SUPPLIED RECORDS ->

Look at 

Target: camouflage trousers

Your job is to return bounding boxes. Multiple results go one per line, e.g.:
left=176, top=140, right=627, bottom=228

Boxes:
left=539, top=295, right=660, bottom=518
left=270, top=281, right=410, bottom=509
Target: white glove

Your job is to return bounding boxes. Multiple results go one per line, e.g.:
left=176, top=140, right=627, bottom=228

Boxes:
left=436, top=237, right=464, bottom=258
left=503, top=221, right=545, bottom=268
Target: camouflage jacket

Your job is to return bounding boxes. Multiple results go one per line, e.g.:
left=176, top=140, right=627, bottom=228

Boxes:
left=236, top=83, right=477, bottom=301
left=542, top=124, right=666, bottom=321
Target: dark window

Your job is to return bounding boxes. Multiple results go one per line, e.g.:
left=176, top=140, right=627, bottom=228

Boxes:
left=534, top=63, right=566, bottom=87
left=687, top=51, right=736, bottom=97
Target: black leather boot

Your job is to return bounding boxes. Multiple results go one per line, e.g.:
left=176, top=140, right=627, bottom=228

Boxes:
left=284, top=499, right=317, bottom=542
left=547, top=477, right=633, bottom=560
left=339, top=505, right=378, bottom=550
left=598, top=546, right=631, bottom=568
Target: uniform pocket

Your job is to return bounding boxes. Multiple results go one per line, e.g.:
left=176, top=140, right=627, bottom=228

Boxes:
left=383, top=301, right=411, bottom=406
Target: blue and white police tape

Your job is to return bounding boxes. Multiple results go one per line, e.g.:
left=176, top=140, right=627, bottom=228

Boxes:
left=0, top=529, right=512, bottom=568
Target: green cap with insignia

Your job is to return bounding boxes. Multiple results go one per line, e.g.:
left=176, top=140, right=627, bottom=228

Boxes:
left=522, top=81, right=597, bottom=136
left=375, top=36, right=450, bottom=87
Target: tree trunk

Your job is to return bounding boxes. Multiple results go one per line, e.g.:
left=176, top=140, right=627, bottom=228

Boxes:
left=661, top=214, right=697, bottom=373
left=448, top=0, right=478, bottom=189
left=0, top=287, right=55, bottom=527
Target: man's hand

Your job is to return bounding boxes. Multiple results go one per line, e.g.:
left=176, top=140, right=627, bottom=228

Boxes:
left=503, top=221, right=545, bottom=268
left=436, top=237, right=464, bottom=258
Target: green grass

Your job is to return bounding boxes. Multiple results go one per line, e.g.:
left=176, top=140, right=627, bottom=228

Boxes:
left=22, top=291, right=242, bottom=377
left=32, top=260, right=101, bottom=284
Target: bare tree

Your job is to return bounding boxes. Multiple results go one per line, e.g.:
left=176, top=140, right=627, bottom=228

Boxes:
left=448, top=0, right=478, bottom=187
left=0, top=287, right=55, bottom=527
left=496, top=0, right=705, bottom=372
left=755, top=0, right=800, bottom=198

JOB -> Reproduce the data verbatim, starting at the line containing "Target: tree trunk" and ending at the line containing "left=32, top=260, right=101, bottom=284", including both of those lines.

THE RESULT ->
Target: tree trunk

Your job is to return bounding boxes. Multiple results go one per line, e.g.:
left=176, top=140, right=627, bottom=228

Boxes:
left=661, top=214, right=697, bottom=373
left=448, top=0, right=478, bottom=189
left=0, top=287, right=55, bottom=527
Target: man's hand

Your job is to return bounding boxes. Multiple results go one per line, e.g.:
left=176, top=140, right=627, bottom=228

Boxes:
left=503, top=221, right=545, bottom=268
left=436, top=237, right=464, bottom=258
Target: green grass

Your job is to return bounding boxes. Multiple results go one per line, e.g.:
left=176, top=140, right=627, bottom=228

Boxes:
left=22, top=291, right=242, bottom=377
left=32, top=260, right=101, bottom=284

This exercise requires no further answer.